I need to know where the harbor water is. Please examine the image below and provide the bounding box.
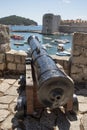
[10,25,72,55]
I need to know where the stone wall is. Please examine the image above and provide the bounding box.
[70,33,87,83]
[6,50,27,73]
[0,25,27,76]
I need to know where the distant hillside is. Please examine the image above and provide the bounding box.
[0,15,37,25]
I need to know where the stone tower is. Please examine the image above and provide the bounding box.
[42,14,61,34]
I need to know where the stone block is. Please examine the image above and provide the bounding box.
[7,63,16,71]
[17,64,26,72]
[71,65,82,74]
[14,55,21,64]
[0,63,6,71]
[6,53,14,62]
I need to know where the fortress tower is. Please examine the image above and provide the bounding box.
[42,14,61,34]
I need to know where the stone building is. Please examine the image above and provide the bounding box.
[42,14,61,34]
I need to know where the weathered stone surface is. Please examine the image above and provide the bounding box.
[0,104,8,110]
[1,115,14,130]
[3,79,16,85]
[17,64,25,72]
[0,82,10,93]
[71,65,82,73]
[80,114,87,130]
[7,63,16,71]
[70,32,87,82]
[6,53,14,62]
[0,96,15,104]
[5,87,18,96]
[15,55,21,64]
[0,110,10,122]
[0,63,6,71]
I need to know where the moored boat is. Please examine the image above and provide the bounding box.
[11,34,24,40]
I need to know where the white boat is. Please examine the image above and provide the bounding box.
[57,44,65,51]
[54,39,69,44]
[14,43,24,46]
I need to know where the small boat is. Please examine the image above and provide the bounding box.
[11,34,24,40]
[44,43,52,48]
[14,43,24,46]
[56,51,71,56]
[54,39,69,44]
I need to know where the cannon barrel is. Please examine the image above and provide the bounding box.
[28,36,74,108]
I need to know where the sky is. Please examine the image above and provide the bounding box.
[0,0,87,25]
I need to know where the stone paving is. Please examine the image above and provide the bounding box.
[0,76,87,130]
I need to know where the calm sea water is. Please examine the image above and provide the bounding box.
[10,25,72,54]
_ _ _ _
YOUR INSTRUCTIONS — Starting with the line containing "I need to know where the calm" and going on through the end of the data, write those lines out again, requests included, and shift every bounding box coordinate up by 69.

ANSWER FOR THE TASK —
I need to know where the calm sea water is. Please examine the image above and provide the bounding box.
[79,94,141,123]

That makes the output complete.